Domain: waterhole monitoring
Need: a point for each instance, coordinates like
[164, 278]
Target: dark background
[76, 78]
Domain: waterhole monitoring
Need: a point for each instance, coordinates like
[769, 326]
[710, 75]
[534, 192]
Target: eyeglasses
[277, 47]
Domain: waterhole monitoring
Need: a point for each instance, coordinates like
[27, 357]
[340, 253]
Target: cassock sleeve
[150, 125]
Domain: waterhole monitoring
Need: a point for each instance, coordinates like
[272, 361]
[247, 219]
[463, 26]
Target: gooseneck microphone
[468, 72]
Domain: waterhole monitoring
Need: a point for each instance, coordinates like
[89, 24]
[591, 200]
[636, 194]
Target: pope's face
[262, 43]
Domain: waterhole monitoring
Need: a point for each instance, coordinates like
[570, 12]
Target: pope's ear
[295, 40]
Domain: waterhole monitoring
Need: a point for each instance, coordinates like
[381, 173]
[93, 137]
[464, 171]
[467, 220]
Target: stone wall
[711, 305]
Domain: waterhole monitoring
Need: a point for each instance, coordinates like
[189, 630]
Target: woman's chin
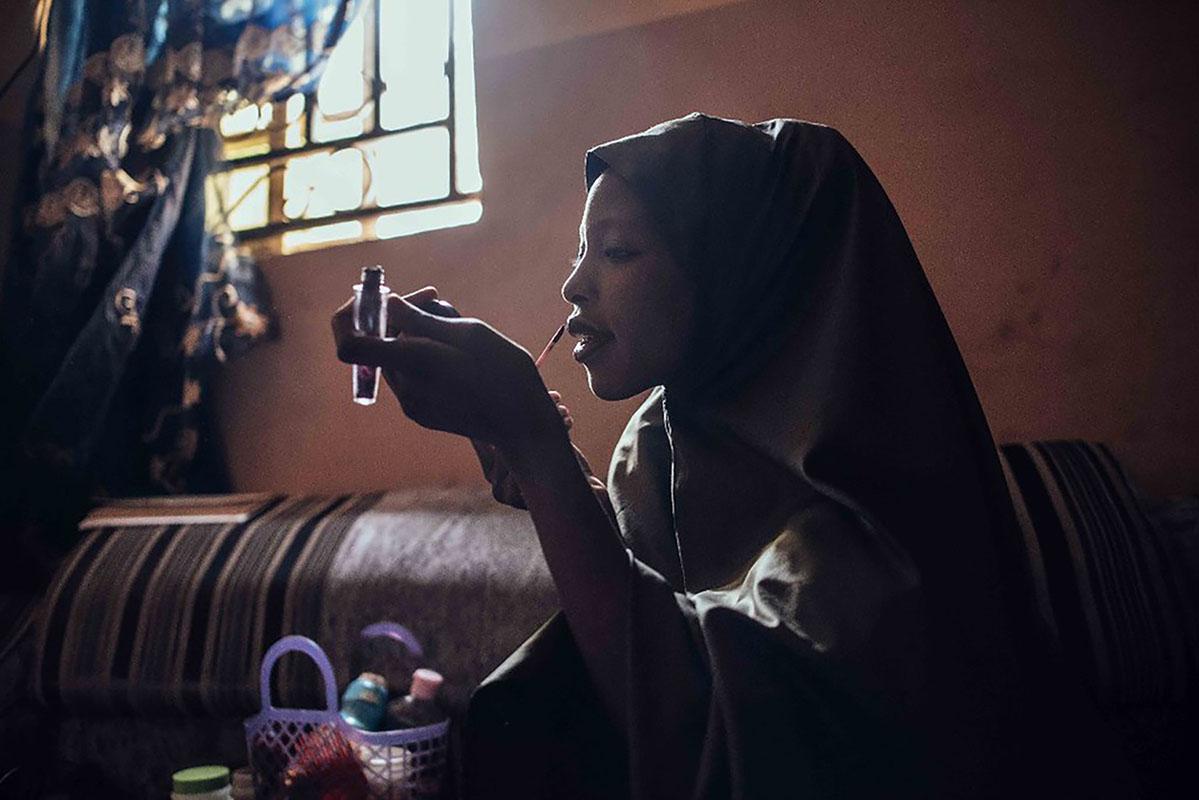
[608, 386]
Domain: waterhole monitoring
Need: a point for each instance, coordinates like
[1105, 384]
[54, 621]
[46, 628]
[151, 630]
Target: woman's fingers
[425, 299]
[411, 320]
[407, 354]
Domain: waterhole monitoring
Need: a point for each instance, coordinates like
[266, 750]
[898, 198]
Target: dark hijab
[825, 593]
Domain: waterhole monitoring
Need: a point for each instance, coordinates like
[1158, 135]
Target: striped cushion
[176, 618]
[175, 615]
[1102, 583]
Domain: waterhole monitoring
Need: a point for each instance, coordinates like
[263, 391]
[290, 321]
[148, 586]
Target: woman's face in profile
[634, 308]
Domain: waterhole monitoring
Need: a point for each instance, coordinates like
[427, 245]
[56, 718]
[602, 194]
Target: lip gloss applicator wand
[549, 346]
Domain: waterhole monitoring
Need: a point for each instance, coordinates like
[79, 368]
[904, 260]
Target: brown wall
[1041, 155]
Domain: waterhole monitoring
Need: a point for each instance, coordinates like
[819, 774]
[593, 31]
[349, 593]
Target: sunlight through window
[385, 146]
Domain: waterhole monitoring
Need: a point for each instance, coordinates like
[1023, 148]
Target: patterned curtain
[116, 302]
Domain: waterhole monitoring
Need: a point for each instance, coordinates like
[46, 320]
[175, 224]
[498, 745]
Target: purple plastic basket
[397, 764]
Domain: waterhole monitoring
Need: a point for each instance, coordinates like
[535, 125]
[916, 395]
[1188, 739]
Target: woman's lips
[589, 343]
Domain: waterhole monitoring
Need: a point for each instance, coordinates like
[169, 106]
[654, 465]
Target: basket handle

_ _ _

§ **What the task asks**
Exactly and only the lines from the line containing "Target: woman's fingers" through the last line of the entries should be copied, both ends included.

§ **Reply**
Target: woman's fingers
[425, 299]
[411, 320]
[407, 354]
Domain: waterhole monitoring
Need: a point for each instance, coordinates like
[266, 750]
[898, 198]
Target: dark hijab
[825, 593]
Domain: waterhole monitoring
Need: a point for each instance, coordinates like
[1158, 135]
Target: striped cushion
[176, 618]
[175, 615]
[1102, 583]
Domain: waterhole monitoring
Need: a point for each instance, coordinates like
[263, 391]
[290, 321]
[148, 586]
Target: woman's face in profile
[634, 308]
Domain: waterhole monitoring
Need: a point for each instance, coordinates like
[427, 245]
[56, 718]
[602, 194]
Target: lip gloss applicator wand
[549, 346]
Domain: waterhole monitoring
Need: a point for each instance, coordinates like
[79, 368]
[904, 260]
Target: brown wall
[1041, 155]
Domain: waterhole monitoring
Need: a point for each instance, coordinates like
[819, 774]
[593, 31]
[349, 593]
Target: sunlight through window
[385, 146]
Domain: waterhole monitoring
Need: a point for each instance, coordinates like
[1023, 148]
Target: patterned curtain
[116, 302]
Domain: waterhole monitoring
Need: a point for each instance, coordinates like
[46, 320]
[175, 224]
[498, 745]
Target: purple plastic basket
[397, 764]
Domain: waterhole monitoring
Need: a point for each instance, coordinates like
[535, 125]
[916, 395]
[1188, 739]
Target: woman's lips
[589, 343]
Domain: waterhole monitoring
Need: a point for each instance, coordinates like
[169, 106]
[654, 465]
Target: basket handle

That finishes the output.